*Document passage:*
_ _ _ _ _
Money Talks is a business column from CBC radio.

By Michael Hlinka, CBC business columnist.

Mid-last week, the Bank of Canada bumped interest rates up by one-quarter of one percentage point. This still leaves it at a level that, five years ago, I never thought I'd see in my lifetime. But even moving up the Bank Rate to a measly 1 per cent suggested to me, at least, that the Bank must have thought that the economic recovery had taken hold in spite of lots of evidence to the contrary.

Then last Friday we learned that even though the Canadian economy did create some jobs in August, the unemployment rate actually edged up. That left a few people scratching their heads about why interest rates were pushed up at all.

There is a broad consensus that the powers-that-be, and by that I mean government and the Bank of Canada, should pursue "activist" fiscal and monetary policy. And by activist, I mean that they should react to market conditions, speed things up when they appear slow, and slow things down when they're going too fast.

But when it comes to the Central Bank, there another factor at work. In the business, it's known as credibility.

What that means is that after a Central Bank indicates something, it had better follow through on it. Earlier this year, Mark Carney suggested on several occasions that interest rates would go up through the summer and last week he followed through.
_ _ _ _ _
*What you will do:*
a. Print the part of the column on the Bank of Canada rate increase from "What that means" up to and including "he followed through.".
b. Answer these questions using the column on the Bank of Canada rate increase:
(i) By how much did the Bank of Canada raise interest rates?
(ii) What happened to the unemployment rate in August?
(iii) What is the extra factor at work for a central bank known as in the business?
You won't need the listing that follows to do any of this.
_ _ _ _ _
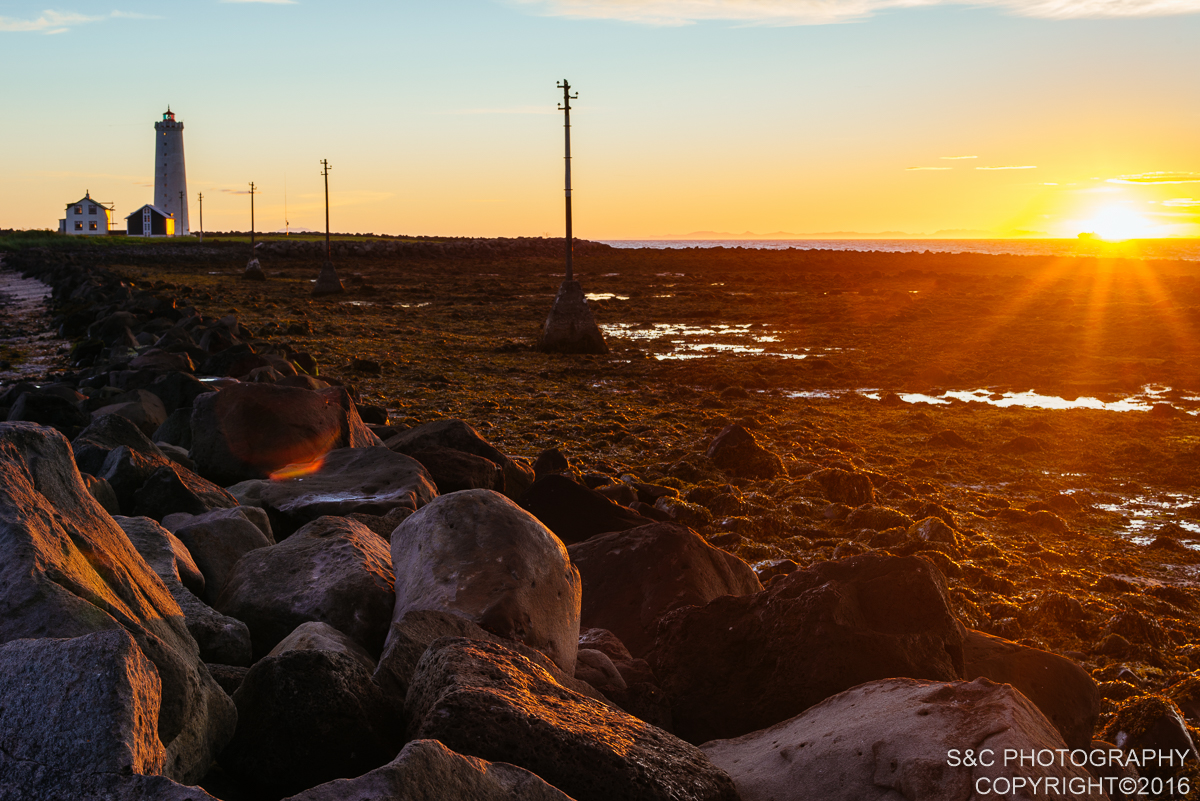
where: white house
[59,192,113,236]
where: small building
[59,191,113,236]
[125,203,175,236]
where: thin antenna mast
[558,78,580,281]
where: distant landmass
[646,228,1046,240]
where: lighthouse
[154,106,190,234]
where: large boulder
[113,517,251,664]
[221,650,403,797]
[648,554,962,742]
[0,423,235,783]
[174,506,275,603]
[280,740,571,801]
[701,679,1108,801]
[706,423,787,478]
[566,523,762,656]
[406,638,737,801]
[391,489,580,675]
[518,472,654,546]
[0,628,166,777]
[229,447,438,540]
[71,415,162,476]
[962,631,1100,749]
[386,420,533,499]
[212,517,396,658]
[192,383,379,487]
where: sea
[599,239,1200,261]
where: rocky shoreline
[0,242,1200,801]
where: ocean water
[599,239,1200,261]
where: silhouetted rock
[648,554,962,742]
[568,523,762,656]
[391,489,580,675]
[406,638,737,801]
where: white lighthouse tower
[154,107,190,234]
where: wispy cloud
[0,8,162,35]
[1108,173,1200,183]
[509,0,1200,25]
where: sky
[0,0,1200,240]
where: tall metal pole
[250,181,254,253]
[558,78,580,281]
[320,158,334,261]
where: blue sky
[0,0,1200,239]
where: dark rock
[568,523,762,656]
[386,420,534,500]
[212,517,396,658]
[288,740,571,801]
[221,650,402,795]
[648,554,962,742]
[174,506,275,604]
[706,423,787,478]
[962,631,1100,751]
[0,628,166,777]
[391,489,580,675]
[229,447,438,540]
[518,474,653,544]
[413,447,504,495]
[702,679,1108,801]
[538,281,608,355]
[192,384,379,487]
[0,423,234,782]
[406,638,738,801]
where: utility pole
[312,158,346,296]
[558,79,580,281]
[538,79,608,354]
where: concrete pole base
[312,261,346,296]
[538,281,608,355]
[241,259,266,281]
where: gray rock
[114,517,251,664]
[229,447,438,538]
[214,517,396,658]
[174,506,275,603]
[538,281,608,355]
[701,679,1106,801]
[0,628,166,775]
[191,383,380,487]
[0,423,235,782]
[406,638,738,801]
[391,489,580,675]
[287,740,571,801]
[266,620,376,673]
[566,523,762,656]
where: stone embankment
[0,247,1194,801]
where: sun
[1082,206,1156,242]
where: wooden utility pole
[558,78,580,281]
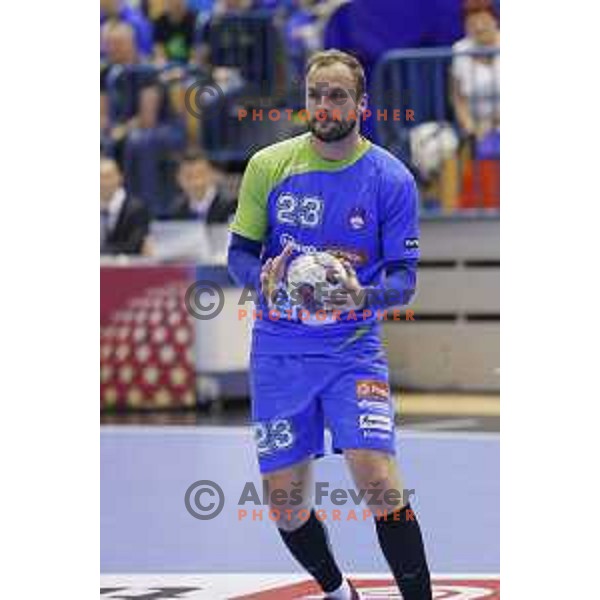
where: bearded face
[306,63,363,142]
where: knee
[263,473,312,531]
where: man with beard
[229,50,432,600]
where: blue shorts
[250,344,395,473]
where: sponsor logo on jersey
[348,206,367,231]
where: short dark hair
[306,48,367,100]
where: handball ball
[286,252,345,312]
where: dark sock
[375,504,432,600]
[279,510,344,593]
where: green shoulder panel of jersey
[230,134,306,242]
[230,133,371,242]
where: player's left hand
[260,244,294,306]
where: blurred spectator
[451,0,500,140]
[100,0,152,56]
[100,21,139,91]
[100,157,149,254]
[196,0,253,67]
[170,152,236,225]
[154,0,197,65]
[123,85,185,216]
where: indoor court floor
[100,396,500,600]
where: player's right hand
[260,244,294,304]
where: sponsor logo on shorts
[356,379,390,400]
[358,415,394,432]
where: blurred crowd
[100,0,499,254]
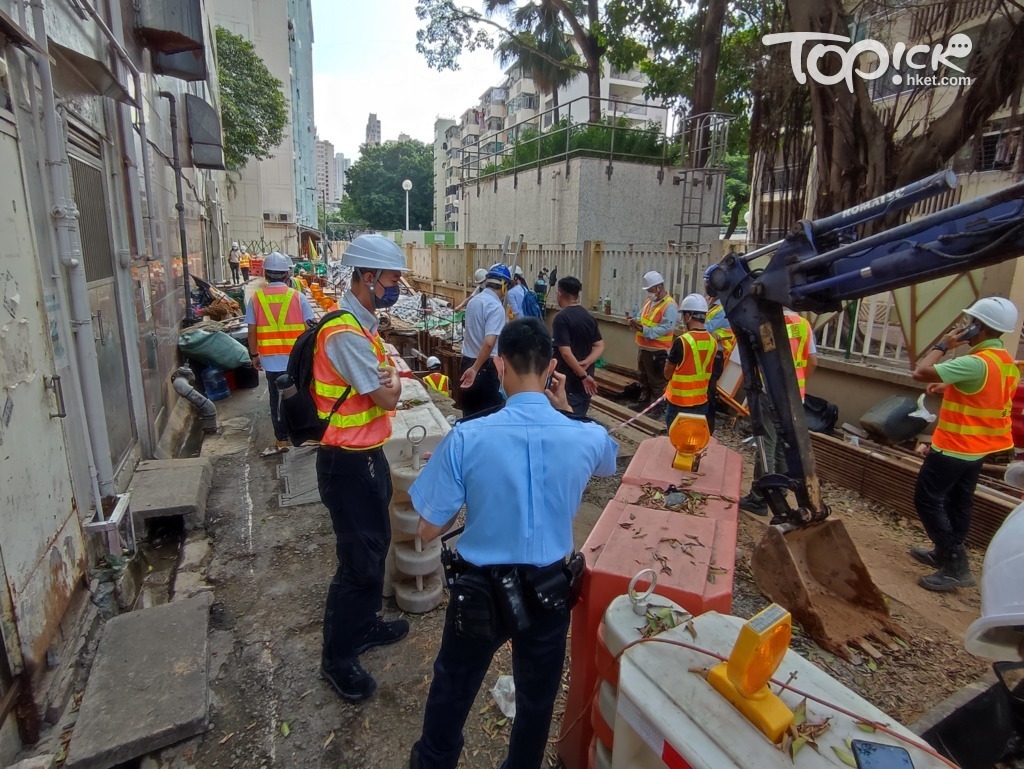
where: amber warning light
[708,603,793,742]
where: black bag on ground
[804,395,839,435]
[278,310,361,445]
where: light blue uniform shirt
[462,289,505,358]
[246,281,313,373]
[410,392,618,566]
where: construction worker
[739,308,818,515]
[665,294,718,428]
[551,275,604,417]
[705,264,736,434]
[629,270,679,408]
[423,355,452,397]
[410,317,618,769]
[311,234,409,702]
[910,297,1020,592]
[505,264,526,321]
[459,264,512,417]
[246,251,313,457]
[227,241,242,284]
[455,267,487,312]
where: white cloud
[312,0,502,159]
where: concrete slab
[131,457,213,528]
[65,593,213,769]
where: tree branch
[452,5,587,72]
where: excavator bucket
[751,518,904,659]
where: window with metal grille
[69,156,114,283]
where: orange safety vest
[665,331,718,407]
[309,312,391,450]
[932,347,1020,455]
[253,286,306,355]
[637,294,676,350]
[785,312,811,400]
[705,302,736,361]
[423,373,452,395]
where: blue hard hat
[485,262,512,283]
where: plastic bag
[178,329,249,371]
[490,676,515,718]
[907,393,938,422]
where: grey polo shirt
[325,291,381,395]
[462,289,505,358]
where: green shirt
[932,339,1004,462]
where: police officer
[246,251,313,457]
[410,317,618,769]
[312,234,409,702]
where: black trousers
[263,371,288,440]
[459,356,502,417]
[913,452,984,556]
[419,565,569,769]
[316,445,391,666]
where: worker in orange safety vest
[910,297,1020,592]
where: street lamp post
[401,179,413,231]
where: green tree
[343,139,434,229]
[217,27,288,171]
[416,0,605,122]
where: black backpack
[278,310,362,445]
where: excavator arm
[710,171,1024,530]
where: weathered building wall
[460,158,721,248]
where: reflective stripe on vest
[785,312,811,400]
[637,294,676,350]
[423,374,452,395]
[309,313,391,448]
[665,331,718,407]
[932,348,1020,455]
[253,286,306,355]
_ _ _ _ _
*Answers per task:*
a.
What that means is that after a Central Bank indicates something, it had better follow through on it. Earlier this year, Mark Carney suggested on several occasions that interest rates would go up through the summer and last week he followed through.

b.
(i) By one-quarter of one percentage point.
(ii) It edged up.
(iii) Credibility.